::: Data supplied :::
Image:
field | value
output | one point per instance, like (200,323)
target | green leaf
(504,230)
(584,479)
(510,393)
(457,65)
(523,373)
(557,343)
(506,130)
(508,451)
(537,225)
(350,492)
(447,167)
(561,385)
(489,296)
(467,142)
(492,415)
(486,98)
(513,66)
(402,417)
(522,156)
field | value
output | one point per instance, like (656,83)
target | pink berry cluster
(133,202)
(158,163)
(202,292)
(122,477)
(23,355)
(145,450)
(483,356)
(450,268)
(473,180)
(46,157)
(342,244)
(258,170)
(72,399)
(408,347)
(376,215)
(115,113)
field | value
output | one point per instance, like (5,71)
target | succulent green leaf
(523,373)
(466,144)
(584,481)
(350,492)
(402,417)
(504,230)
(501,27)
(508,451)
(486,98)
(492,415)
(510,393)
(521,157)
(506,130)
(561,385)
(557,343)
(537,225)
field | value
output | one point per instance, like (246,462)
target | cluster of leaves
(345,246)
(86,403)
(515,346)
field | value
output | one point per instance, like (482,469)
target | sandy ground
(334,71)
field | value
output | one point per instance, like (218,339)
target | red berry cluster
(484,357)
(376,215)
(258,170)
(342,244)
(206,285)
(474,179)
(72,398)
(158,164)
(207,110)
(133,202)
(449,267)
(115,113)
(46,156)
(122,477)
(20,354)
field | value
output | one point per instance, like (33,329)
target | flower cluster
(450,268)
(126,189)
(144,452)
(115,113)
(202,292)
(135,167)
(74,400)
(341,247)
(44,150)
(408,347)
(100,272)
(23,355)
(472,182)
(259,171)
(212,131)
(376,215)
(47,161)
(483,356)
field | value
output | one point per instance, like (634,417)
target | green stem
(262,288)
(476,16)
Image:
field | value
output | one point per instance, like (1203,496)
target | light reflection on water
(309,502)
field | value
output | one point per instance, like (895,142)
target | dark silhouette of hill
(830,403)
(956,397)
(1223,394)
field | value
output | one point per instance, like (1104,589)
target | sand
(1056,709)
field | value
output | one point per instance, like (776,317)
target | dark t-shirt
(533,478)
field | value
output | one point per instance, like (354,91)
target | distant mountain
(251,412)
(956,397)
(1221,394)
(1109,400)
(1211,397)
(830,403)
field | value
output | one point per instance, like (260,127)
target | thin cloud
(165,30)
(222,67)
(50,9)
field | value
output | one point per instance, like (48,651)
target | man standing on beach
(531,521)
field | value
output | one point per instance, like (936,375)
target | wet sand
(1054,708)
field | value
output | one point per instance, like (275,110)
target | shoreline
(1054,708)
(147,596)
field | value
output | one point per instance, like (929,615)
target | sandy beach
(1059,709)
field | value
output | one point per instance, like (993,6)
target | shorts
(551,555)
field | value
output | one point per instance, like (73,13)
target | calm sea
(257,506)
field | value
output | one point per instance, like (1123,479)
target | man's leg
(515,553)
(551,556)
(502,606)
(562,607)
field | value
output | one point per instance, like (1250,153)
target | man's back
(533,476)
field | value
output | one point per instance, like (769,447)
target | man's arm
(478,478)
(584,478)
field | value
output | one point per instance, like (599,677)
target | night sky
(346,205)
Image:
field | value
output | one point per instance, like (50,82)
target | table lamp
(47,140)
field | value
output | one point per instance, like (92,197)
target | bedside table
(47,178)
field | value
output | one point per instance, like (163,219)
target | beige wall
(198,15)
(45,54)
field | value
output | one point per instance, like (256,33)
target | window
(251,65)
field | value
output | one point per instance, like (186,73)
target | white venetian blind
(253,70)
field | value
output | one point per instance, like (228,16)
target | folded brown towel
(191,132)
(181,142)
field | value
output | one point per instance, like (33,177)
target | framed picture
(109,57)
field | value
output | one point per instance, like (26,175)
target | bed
:::
Task to complete: Find every line in the records above that contains the string "table", and copy each of those lines in full.

Result for this task:
target | table lamp
target | bedside table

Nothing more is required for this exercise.